BEGIN Dataset records
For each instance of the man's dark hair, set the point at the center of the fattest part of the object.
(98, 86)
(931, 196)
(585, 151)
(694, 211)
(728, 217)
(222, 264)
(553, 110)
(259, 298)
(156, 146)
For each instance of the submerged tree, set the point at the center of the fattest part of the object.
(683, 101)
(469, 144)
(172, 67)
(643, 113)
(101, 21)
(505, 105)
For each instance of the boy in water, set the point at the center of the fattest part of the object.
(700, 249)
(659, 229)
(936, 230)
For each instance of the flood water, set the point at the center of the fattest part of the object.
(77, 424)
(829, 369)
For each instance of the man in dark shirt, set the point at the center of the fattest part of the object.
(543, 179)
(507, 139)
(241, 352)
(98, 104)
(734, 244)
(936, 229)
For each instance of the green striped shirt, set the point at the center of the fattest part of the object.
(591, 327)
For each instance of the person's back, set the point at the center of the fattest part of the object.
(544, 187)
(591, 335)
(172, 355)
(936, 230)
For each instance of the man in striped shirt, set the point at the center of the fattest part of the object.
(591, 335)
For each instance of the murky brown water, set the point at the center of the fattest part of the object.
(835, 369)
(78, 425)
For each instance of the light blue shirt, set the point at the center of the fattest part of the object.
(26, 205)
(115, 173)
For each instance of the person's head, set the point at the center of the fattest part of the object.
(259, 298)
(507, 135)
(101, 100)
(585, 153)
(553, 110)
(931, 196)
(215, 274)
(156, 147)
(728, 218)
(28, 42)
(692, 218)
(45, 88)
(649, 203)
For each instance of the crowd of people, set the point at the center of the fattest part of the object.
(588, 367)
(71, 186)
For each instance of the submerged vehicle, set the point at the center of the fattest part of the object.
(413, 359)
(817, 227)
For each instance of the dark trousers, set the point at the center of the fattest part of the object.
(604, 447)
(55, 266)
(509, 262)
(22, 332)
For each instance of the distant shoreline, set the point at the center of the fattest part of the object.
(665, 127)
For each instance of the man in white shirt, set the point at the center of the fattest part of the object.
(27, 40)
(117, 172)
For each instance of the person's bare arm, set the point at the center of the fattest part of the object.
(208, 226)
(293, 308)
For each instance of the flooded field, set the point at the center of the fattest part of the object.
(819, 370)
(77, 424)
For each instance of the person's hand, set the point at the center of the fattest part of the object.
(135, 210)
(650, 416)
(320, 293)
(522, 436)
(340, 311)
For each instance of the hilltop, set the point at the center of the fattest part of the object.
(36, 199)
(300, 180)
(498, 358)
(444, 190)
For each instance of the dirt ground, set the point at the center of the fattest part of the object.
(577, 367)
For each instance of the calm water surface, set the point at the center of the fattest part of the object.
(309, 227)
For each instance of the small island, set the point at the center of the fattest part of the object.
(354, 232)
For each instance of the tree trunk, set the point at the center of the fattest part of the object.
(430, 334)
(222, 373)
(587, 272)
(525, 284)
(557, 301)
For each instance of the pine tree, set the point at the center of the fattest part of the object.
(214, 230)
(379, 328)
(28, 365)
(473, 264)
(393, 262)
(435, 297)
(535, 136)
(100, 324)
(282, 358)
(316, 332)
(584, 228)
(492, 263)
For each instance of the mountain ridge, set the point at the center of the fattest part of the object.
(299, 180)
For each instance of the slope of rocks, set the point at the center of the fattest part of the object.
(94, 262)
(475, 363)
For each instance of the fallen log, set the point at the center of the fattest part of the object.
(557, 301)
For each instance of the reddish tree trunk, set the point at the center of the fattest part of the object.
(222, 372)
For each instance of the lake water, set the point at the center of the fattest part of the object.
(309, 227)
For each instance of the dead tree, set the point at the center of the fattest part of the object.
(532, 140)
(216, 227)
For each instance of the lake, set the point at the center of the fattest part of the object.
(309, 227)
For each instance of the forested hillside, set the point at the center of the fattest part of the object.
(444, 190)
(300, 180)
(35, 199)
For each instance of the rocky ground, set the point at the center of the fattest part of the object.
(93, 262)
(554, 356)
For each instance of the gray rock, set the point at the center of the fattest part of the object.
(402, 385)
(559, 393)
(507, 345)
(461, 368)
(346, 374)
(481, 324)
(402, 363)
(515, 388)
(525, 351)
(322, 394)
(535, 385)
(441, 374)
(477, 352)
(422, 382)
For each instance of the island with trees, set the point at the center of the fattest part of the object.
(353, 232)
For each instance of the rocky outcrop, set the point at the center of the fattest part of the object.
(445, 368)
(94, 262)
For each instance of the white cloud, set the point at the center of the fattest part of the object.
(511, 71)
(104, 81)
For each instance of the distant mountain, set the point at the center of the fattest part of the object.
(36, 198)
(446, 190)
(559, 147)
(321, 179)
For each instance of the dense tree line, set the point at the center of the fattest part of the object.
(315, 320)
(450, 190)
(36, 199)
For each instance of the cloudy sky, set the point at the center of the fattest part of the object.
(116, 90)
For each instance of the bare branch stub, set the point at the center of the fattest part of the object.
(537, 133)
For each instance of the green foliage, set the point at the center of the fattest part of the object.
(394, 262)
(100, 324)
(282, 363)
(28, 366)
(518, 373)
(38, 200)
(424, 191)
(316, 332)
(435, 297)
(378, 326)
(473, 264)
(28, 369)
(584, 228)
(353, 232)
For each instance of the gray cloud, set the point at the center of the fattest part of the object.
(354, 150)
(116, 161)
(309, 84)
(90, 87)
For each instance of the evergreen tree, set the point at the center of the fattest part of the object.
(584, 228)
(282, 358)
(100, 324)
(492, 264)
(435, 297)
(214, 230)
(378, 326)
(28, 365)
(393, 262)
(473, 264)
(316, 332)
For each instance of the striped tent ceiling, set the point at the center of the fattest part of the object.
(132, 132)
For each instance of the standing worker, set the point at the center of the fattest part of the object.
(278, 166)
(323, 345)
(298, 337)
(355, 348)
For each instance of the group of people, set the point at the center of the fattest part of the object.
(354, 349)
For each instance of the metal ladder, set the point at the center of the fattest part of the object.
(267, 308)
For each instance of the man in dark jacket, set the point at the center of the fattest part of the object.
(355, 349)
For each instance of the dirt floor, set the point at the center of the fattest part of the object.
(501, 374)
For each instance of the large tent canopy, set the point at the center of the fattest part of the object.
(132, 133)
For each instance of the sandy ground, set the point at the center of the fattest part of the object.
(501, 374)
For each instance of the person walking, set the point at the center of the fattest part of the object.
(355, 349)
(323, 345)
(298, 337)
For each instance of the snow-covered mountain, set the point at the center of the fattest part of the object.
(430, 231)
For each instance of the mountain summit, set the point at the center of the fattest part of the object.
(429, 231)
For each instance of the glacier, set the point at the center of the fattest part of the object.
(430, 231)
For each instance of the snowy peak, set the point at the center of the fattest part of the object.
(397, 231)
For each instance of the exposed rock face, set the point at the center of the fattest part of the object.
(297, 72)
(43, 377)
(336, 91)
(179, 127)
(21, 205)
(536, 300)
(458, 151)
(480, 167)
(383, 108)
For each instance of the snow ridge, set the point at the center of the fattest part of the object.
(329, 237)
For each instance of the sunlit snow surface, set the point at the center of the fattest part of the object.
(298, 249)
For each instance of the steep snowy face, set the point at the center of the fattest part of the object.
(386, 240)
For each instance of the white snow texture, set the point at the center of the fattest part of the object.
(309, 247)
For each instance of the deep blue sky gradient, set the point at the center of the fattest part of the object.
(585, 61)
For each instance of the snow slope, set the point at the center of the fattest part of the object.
END Dataset records
Output the complete data exactly as written.

For each instance of the man's dark hair, set the point at the center of the fattest part of the object.
(98, 86)
(931, 196)
(585, 151)
(694, 211)
(728, 217)
(222, 264)
(553, 110)
(259, 298)
(156, 146)
For each instance of the submerged tree, set the point at the center of the fattest part of the object.
(683, 101)
(469, 144)
(172, 67)
(643, 113)
(101, 21)
(505, 105)
For each instance of the boy in water, set the point at the center of the fattest part of the object.
(700, 249)
(659, 229)
(936, 230)
For each instance of the flood water, set the point at the center of the fattest part of the object.
(77, 424)
(829, 369)
For each instance of the man in dark shirt, set the point at the center of the fattest part of the object.
(543, 179)
(507, 139)
(241, 352)
(98, 104)
(734, 244)
(936, 229)
For each instance of the green striped shirt, set the point at the center of the fattest part of the object.
(591, 327)
For each instance of the person's back, set the point at the center of the fattest part of the object.
(544, 187)
(591, 335)
(172, 355)
(936, 230)
For each instance of the man in striped shirt, set the point at the center of the fattest part of the object.
(591, 335)
For each instance of the murky brown water, set the point at the center of the fattest part of the object.
(835, 369)
(78, 425)
For each instance of the light blue shirt, set the point at the center of the fattest part of the object.
(26, 205)
(115, 173)
For each instance of the person's head, set the point at the center of the fattest part of the object.
(259, 298)
(507, 135)
(101, 100)
(585, 153)
(553, 110)
(931, 196)
(215, 274)
(156, 147)
(728, 218)
(28, 42)
(692, 218)
(45, 88)
(649, 203)
For each instance of the crowd of people, set the point at the center of the fattest part of the object.
(588, 367)
(71, 186)
For each instance of the submerged vehicle, set the point at the center of the fattest part of the object.
(413, 359)
(817, 227)
For each instance of the dark trousers, set the point at the center of the fattest part of the object.
(604, 447)
(55, 266)
(509, 262)
(22, 332)
For each instance of the distant shoreline, set the point at the center of the fattest part of the object.
(665, 127)
For each instance of the man in white shirt, set the point at the center of the fattest part of the object.
(27, 40)
(117, 172)
For each instance of the person's bare arm, set the point at the center of the fattest part of the object.
(208, 226)
(293, 308)
For each instance of the flooded field, set the point at the center of the fattest part of the object.
(819, 370)
(77, 424)
For each instance of the person's hand, set the point at the center of the fattest part of the object.
(135, 210)
(650, 416)
(320, 293)
(522, 436)
(340, 311)
For each instance of the hilltop, set the point at the center of the fattest part of the object.
(36, 199)
(300, 180)
(498, 358)
(444, 190)
For each instance of the dirt ground, set the point at the center of the fattest part of the object.
(577, 367)
For each instance of the calm water surface, set the point at the center of the fattest part of the object.
(309, 227)
For each instance of the small island, set the point at the center of the fattest part of the object.
(354, 232)
For each instance of the tree trunk, set the point at the center of the fattest part of the object.
(430, 334)
(222, 373)
(587, 272)
(525, 284)
(557, 301)
For each instance of the pine tree, set the point at the center of the fattest part of the object.
(214, 230)
(379, 328)
(28, 365)
(473, 264)
(393, 262)
(435, 297)
(535, 136)
(100, 324)
(282, 358)
(316, 332)
(584, 228)
(492, 263)
For each instance of the mountain ridge, set the point at the center of the fattest part of the object.
(299, 180)
For each instance of the slope of rocks, set the point at the center of the fattest part of the object.
(94, 262)
(475, 363)
For each instance of the fallen log, set the point at the center of the fattest part of the object.
(557, 301)
For each instance of the reddish tree trunk, set the point at the center of the fattest part of the object.
(222, 372)
For each instance of the lake water, set the point at the center of the fattest part of the object.
(309, 227)
For each instance of the dead tree, set the point at the center of the fattest part of the object.
(532, 140)
(216, 227)
For each instance of the lake, set the point at the center of the fattest part of the object.
(309, 227)
For each instance of the forested hillside, set the point at the center of the fattest part of the object.
(444, 190)
(300, 180)
(35, 199)
For each instance of the rocky ground, set the point at the center of the fattest part of the object.
(93, 262)
(554, 356)
For each instance of the gray rock, set the point at the center of the fattest part of the object.
(402, 385)
(559, 393)
(507, 345)
(461, 368)
(346, 374)
(481, 324)
(402, 363)
(515, 388)
(525, 351)
(322, 394)
(535, 385)
(441, 374)
(477, 352)
(422, 382)
For each instance of the island with trees, set the point at the center of the fattest part of the object.
(353, 232)
For each instance of the rocky outcrop, set the point at the center of the fattest part of the object.
(445, 368)
(94, 262)
For each instance of the white cloud, set the point at the center of the fattest part of the object.
(511, 71)
(104, 81)
For each instance of the distant mountain, set the point at the center of the fattest part of the object.
(36, 198)
(446, 190)
(559, 147)
(321, 179)
For each instance of the dense tree line, set the point at the center of the fattest part of the object.
(315, 320)
(450, 190)
(36, 199)
For each instance of the cloudy sky, set the point at the center of the fattest part of the object.
(116, 90)
For each instance of the bare branch stub, set the point at the center of the fattest part of the object.
(537, 133)
For each instance of the green foliage, set the point at the center of the fattest part of the object.
(394, 262)
(100, 324)
(282, 363)
(28, 366)
(518, 373)
(38, 200)
(424, 191)
(316, 332)
(435, 297)
(378, 326)
(473, 264)
(28, 369)
(584, 228)
(353, 232)
For each instance of the gray cloud, set the point at the center of the fattest part of the object.
(354, 150)
(116, 161)
(309, 84)
(90, 87)
For each instance of the evergreen tree, set the point at the center of the fattest part of the object.
(584, 228)
(282, 358)
(100, 324)
(492, 264)
(435, 297)
(214, 230)
(378, 326)
(28, 365)
(393, 262)
(473, 264)
(316, 332)
For each instance of the striped tent ceiling, set the point at the center of the fattest part of the object.
(132, 132)
For each instance of the standing worker, set the point at the center of the fattest part of the object.
(278, 166)
(323, 345)
(298, 337)
(355, 348)
For each instance of the group of people, set the point at the center of the fattest part of the object.
(354, 349)
For each instance of the metal ladder, set the point at the center of the fattest part of the object.
(267, 308)
For each instance of the man in dark jacket, set the point at the center of the fattest part of the object.
(355, 349)
For each instance of the dirt floor, set the point at the center of the fattest part of the object.
(501, 374)
For each instance of the large tent canopy, set the point at the center of the fattest part of the object.
(132, 133)
For each instance of the sandy ground, set the point at the center of the fattest part of the object.
(501, 374)
For each instance of the person walking, set the point at the center of the fattest part of the object.
(355, 349)
(323, 345)
(298, 337)
For each instance of the snow-covered mountain, set the point at the center of the fattest part of the object.
(430, 231)
For each instance of the mountain summit, set the point at the center of the fattest part of the object.
(429, 231)
For each instance of the glacier, set the point at the center of the fattest part of the object.
(430, 231)
For each instance of the snowy peak, set the point at the center of the fattest part of the object.
(397, 231)
For each instance of the exposed rock face, set the point at the center of the fattest part of the object.
(297, 72)
(43, 377)
(336, 91)
(179, 127)
(21, 205)
(536, 300)
(458, 151)
(480, 167)
(383, 108)
For each instance of the snow ridge, set the point at the center of the fattest part of the object.
(329, 237)
For each instance of the sunlit snow surface, set the point at the center of the fattest part of the object.
(298, 249)
For each instance of the steep snowy face, set the point at the center of the fattest part of the object.
(386, 240)
For each instance of the white snow texture, set the point at the center of the fattest part of the object.
(309, 247)
For each instance of the deep blue sky gradient, set the point at the center of the fattest part of the object.
(585, 61)
For each instance of the snow slope, set the point at the center of the fattest part of the object.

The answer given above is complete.